#### [What to produce]
Please write out only the lines running from the one with "A point falls on each instance of the mossy" through the last line of the listing, each exactly as given.

++++++++++

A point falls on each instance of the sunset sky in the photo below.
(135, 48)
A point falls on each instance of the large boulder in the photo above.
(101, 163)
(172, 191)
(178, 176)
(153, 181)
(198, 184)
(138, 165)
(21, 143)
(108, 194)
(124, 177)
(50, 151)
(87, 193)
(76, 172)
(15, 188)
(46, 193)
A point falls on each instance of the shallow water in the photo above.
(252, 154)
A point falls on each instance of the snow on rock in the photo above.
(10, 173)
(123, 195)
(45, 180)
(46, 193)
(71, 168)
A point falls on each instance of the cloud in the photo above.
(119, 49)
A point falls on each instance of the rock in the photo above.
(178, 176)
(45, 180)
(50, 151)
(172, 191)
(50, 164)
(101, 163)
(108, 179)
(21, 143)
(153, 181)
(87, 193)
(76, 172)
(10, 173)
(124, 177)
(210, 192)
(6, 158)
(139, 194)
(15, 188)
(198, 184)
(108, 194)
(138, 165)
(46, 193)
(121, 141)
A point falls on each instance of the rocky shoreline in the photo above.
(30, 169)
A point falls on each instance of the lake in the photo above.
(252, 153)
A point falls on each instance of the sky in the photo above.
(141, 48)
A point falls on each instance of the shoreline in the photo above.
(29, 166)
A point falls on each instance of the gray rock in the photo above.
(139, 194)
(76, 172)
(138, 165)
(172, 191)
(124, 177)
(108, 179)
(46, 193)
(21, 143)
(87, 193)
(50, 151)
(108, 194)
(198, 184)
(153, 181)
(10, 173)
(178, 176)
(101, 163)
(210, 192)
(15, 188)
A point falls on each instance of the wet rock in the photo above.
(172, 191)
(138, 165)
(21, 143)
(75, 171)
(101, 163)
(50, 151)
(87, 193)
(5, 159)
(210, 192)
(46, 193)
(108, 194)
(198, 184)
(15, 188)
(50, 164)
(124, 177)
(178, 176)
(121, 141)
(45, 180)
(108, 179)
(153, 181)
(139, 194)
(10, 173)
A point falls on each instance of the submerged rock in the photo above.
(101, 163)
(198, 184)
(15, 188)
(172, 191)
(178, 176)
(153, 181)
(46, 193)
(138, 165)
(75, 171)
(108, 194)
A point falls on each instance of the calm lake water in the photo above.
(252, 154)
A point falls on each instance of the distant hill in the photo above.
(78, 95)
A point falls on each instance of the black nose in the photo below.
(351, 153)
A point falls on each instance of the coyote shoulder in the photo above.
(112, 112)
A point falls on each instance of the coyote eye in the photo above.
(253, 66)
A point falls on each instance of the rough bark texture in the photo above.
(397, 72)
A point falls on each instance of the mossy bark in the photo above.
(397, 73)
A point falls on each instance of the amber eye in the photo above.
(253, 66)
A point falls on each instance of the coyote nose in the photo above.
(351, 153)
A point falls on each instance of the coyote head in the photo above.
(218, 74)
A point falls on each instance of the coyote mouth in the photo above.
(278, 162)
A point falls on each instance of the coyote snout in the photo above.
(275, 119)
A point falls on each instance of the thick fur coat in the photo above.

++++++++++

#### [Answer box]
A point falls on each instance of the mossy bark in the photo above.
(397, 73)
A point falls on each instance of the amber eye in the photo above.
(253, 66)
A point falls on each instance of the coyote nose in the photo above.
(351, 153)
A point falls on each instance of the coyote head in the photo above.
(218, 74)
A point falls on each instance of the coyote mouth in the photo above.
(278, 162)
A point falls on each instance of the coyote snout in the photo above.
(275, 119)
A point falls on each instance of the thick fur coat in the photo above.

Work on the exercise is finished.